# Requisitos del ejercicio
Por favor, prosigue el texto sobre Keynes y la crisis económica que figura más abajo, empezando justo después de su última oración.

# Texto proporcionado
■ ■ ■ ■ ■ ■ ■

En los dos últimos años se ha escenificado en el gran teatro de la vanidad intelectual un gigantesco drama en dos actos en el que unos desalmados han resucitado al barón Keynes, tiempo ha un indocumentado aristócrata británico, lo han paseado como un zombi hasta que, muerto como está, se ha vuelto a la tumba por su propio pie. Pero el drama sigue en la mitad del segundo acto. Los desalmados perseveran en su empeño aplicando descargas eléctricas al cadáver descompuesto con la vana esperanza de que se levante de nuevo y, esta vez sí, haga lo que ellos creen que es capaz de hacer.
Hace sólo dos años, cuando la Bolsa se preparaba para el shock lehmaniano y era obvio que íbamos directos al precipicio, los pirracas de guardia desempolvaron apresuradamente su manualillo para situaciones de emergencia y, contra el sentido común más elemental, nos dijeron que la crisis se combate gastando más, imprimiendo dinero y enfocando el tema de un modo optimista porque el secreto de la economía reside en esos instintos animales que nos son innatos. Además, como han falseado la historia, se apuntan un éxito que no lo fue, el del New Deal rooseveltiano, un programa gubernamental que multiplicó por diez los efectos del crack del 29 transformando un ajuste de un año en una interminable y costosísima depresión.

■ ■ ■ ■ ■ ■ ■

# Material de partida
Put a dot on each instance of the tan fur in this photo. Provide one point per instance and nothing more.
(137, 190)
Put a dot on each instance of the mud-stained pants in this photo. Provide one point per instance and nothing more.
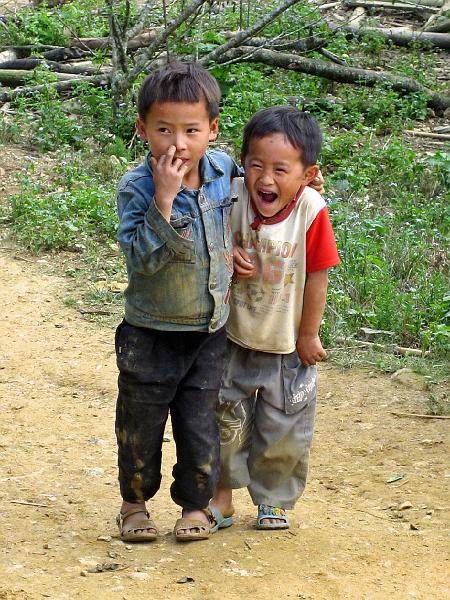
(162, 371)
(266, 420)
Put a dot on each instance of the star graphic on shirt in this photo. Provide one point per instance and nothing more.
(288, 278)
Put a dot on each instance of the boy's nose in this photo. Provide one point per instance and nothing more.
(266, 177)
(180, 142)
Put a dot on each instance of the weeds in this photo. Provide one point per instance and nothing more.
(388, 205)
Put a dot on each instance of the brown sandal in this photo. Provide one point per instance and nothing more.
(198, 530)
(139, 531)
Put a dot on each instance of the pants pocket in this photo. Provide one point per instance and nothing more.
(299, 383)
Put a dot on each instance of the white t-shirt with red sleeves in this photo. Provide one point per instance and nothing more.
(265, 311)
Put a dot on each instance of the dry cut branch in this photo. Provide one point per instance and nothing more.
(397, 35)
(334, 72)
(28, 64)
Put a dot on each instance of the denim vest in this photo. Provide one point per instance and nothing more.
(178, 273)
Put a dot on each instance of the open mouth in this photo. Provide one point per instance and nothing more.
(267, 197)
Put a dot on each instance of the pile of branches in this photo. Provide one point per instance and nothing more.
(135, 49)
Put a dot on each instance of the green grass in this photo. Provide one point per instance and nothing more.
(389, 206)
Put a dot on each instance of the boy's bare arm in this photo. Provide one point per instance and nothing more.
(309, 346)
(168, 173)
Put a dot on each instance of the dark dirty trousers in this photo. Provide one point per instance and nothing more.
(161, 372)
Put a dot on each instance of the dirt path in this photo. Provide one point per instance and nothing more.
(59, 492)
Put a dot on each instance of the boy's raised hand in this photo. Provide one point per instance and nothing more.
(243, 266)
(168, 173)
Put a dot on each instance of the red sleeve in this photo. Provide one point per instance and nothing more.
(321, 250)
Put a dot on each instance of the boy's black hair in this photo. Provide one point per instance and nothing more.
(180, 82)
(300, 128)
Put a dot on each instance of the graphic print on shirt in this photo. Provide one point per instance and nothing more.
(269, 290)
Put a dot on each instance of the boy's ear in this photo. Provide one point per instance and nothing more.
(311, 173)
(213, 129)
(140, 128)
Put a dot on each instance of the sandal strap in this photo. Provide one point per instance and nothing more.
(271, 511)
(133, 511)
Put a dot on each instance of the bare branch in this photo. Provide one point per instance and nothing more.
(240, 37)
(60, 86)
(144, 56)
(342, 74)
(140, 22)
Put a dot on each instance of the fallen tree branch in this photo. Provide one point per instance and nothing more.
(423, 5)
(242, 36)
(397, 35)
(306, 44)
(140, 41)
(440, 22)
(28, 64)
(61, 86)
(437, 136)
(339, 73)
(56, 53)
(13, 78)
(419, 415)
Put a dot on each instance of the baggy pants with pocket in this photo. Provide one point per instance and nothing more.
(266, 421)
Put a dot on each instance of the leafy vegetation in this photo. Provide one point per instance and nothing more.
(389, 204)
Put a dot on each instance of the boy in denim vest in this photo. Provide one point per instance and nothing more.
(174, 230)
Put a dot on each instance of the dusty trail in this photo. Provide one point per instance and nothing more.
(57, 449)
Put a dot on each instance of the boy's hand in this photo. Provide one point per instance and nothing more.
(310, 350)
(317, 183)
(243, 266)
(168, 173)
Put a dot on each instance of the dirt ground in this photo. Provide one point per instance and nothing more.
(59, 494)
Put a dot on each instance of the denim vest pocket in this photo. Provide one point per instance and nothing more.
(184, 228)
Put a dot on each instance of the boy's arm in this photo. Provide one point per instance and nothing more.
(309, 346)
(147, 240)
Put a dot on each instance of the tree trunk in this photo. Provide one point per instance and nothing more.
(334, 72)
(397, 35)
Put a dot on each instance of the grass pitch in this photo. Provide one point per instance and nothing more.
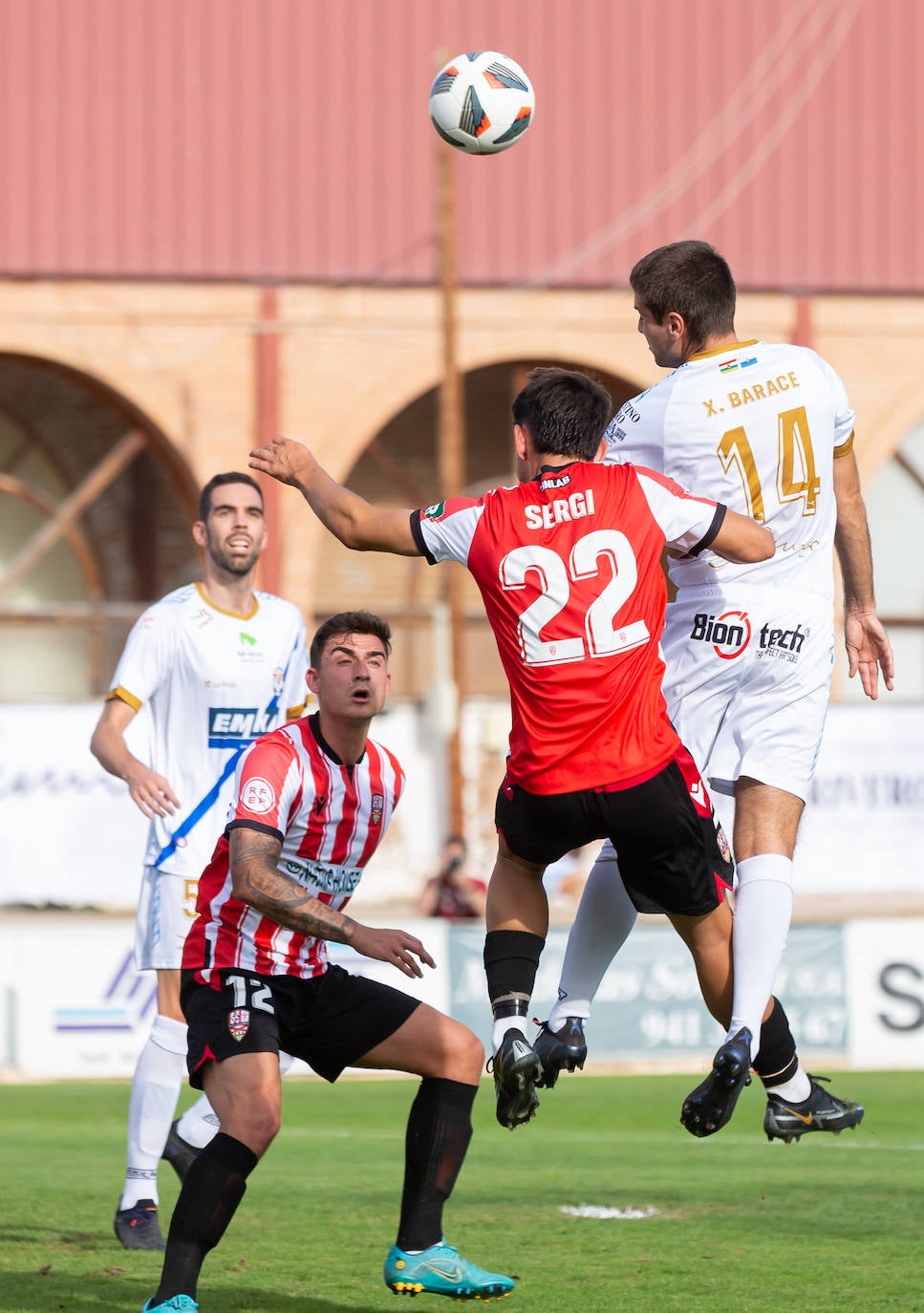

■ ■ ■ ■ ■ ■ ■

# Respuesta
En España, donde el traje de espada de Roma y martillo de herejes nos viene que ni al pelo, los que mandan coronaron a Frankenstein como rey de la economía, desenvainaron el cuchillo de trinchar pavos y aplicaron con denuedo las instrucciones del manual. Cuando todo el mundo ahorraba, ellos gastaban; cuando la banca restringió el crédito, ellos hicieron lo imposible por expandirlo; cuando el tejido productivo empezó a sanearse purgando sus células muertas, ellos lo infectaron con ruinosos proyectos de inversión en los que se dilapidó un capital precioso con el que ahora, por ejemplo, podrían atenderse ciertos y urgentísimos vencimientos de deuda.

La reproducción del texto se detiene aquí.